> _Exercise prompt_: Copy out the data below verbatim.

(Source records)
------------------------
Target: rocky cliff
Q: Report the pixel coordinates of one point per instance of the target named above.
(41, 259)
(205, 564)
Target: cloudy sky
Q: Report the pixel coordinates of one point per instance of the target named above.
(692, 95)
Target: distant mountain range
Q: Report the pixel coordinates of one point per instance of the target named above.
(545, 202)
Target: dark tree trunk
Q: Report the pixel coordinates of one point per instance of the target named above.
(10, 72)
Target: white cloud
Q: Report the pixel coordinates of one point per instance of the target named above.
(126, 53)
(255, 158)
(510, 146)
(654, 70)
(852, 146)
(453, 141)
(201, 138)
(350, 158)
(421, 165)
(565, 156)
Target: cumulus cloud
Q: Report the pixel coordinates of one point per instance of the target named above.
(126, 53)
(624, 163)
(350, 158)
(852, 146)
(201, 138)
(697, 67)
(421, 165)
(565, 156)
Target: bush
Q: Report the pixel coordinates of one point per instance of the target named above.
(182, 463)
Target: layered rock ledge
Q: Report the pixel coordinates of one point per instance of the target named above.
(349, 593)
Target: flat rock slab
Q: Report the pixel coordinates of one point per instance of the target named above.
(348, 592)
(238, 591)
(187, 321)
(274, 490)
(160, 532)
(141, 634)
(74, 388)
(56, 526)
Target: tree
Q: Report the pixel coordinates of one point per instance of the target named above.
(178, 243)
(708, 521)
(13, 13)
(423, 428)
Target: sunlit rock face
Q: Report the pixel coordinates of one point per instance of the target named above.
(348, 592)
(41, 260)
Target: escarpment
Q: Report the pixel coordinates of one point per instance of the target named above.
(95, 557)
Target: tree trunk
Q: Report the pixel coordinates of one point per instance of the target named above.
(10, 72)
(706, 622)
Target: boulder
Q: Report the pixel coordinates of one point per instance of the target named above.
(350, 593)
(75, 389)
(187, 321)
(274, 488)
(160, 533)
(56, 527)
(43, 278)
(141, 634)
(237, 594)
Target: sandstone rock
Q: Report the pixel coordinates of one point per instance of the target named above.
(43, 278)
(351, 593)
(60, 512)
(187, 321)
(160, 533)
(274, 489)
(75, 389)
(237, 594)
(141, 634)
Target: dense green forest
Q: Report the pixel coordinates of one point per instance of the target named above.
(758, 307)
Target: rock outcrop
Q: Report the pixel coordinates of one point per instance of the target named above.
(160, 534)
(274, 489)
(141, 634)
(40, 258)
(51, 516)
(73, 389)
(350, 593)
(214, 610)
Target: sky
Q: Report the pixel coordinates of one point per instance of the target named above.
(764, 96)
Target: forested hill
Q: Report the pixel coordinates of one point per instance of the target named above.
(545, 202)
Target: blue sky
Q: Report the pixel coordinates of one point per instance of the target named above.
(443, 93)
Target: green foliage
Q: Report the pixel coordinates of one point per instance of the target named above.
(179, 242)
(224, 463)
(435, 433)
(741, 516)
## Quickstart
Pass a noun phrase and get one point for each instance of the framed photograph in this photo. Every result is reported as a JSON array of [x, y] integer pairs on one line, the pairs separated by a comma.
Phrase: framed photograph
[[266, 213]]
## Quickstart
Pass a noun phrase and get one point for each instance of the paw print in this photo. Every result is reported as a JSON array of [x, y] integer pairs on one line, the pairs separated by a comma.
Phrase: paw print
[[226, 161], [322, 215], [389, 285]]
------------------------
> _Answer below_:
Target: rocky cliff
Q: Report the pixel coordinates of one point per instance of the target named above.
(41, 259)
(205, 564)
Target: cloudy sky
Q: Report the pixel coordinates of one point per instance of the target named above.
(692, 95)
Target: distant mountain range
Q: Report the pixel coordinates of one point per instance of the target named above.
(545, 202)
Target: dark tree trunk
Q: Report the pixel coordinates of one point per instance of the target named above.
(10, 72)
Target: white cloud
Q: Report the pixel coordinates of one point per instance of the target named above.
(126, 53)
(255, 158)
(510, 146)
(654, 70)
(852, 146)
(453, 141)
(201, 138)
(350, 158)
(421, 165)
(565, 156)
Target: cumulus cloud
Q: Report the pixel coordinates of one point per instance of the target named above.
(126, 53)
(624, 163)
(350, 158)
(852, 146)
(201, 138)
(697, 67)
(421, 165)
(565, 156)
Target: bush
Q: Report the pixel coordinates of one point per instance of the target named above.
(182, 463)
Target: layered rock ledge
Q: Report the pixel coordinates of one point per instance of the target named above.
(349, 593)
Target: flat rock slab
Q: Report the pixel coordinates of one point per instance of the target named above.
(348, 592)
(238, 591)
(187, 321)
(274, 490)
(160, 532)
(141, 634)
(74, 388)
(56, 526)
Target: tree
Q: Report the pixel coordinates of one point per instance of the target named above.
(178, 243)
(708, 521)
(13, 13)
(423, 428)
Target: sunlit rock face
Q: Report the pixel coordinates of one point per instance of the target named above.
(348, 592)
(41, 260)
Target: escarpment
Q: Report the pixel coordinates of one point per instance of the target named above.
(95, 557)
Target: tree trunk
Q: Report the pixel coordinates of one point per instance of the target named above.
(10, 72)
(706, 622)
Target: boulder
Q: Report the pixel coordinates of one point per instance of the target named above.
(350, 593)
(75, 389)
(187, 321)
(274, 488)
(160, 533)
(56, 527)
(43, 278)
(141, 634)
(237, 594)
Target: sandstone rock
Q: Report the pixel coordinates of one point per instance of the target named above.
(43, 278)
(351, 593)
(60, 512)
(187, 321)
(160, 533)
(274, 489)
(75, 389)
(237, 594)
(141, 634)
Target: dense green forest
Q: Report the pixel coordinates of one point per instance of the target named above.
(758, 307)
Target: rock outcrop
Q: Report the pixel coordinates of one point per instance of the target named above.
(160, 534)
(274, 489)
(141, 634)
(40, 258)
(51, 516)
(73, 389)
(350, 593)
(214, 610)
Target: sky
Q: Report the pixel coordinates of one point per instance of the target named above.
(764, 96)
Target: forested hill
Q: Report the pixel coordinates of one point per instance of the target named above.
(545, 202)
Target: blue sky
Q: Report the pixel coordinates of one point per instance of the target named above.
(443, 93)
Target: green foliage
Q: Report the pixel coordinates of one point per instance of the target named above.
(179, 242)
(224, 463)
(435, 433)
(741, 516)
## Quickstart
Pass a noun phrase and get one point for each instance of the framed photograph in this photo. Every result is reported as a JSON array of [x, y] integer pairs on one line, the pairs separated by a comma.
Phrase: framed photograph
[[266, 213]]
## Quickstart
Pass a noun phrase and get one point for each instance of the paw print in this photo. Every result is reported as a JSON array of [x, y] integer pairs on one line, the pairs separated by a comma.
Phrase: paw print
[[226, 161], [322, 215], [389, 285]]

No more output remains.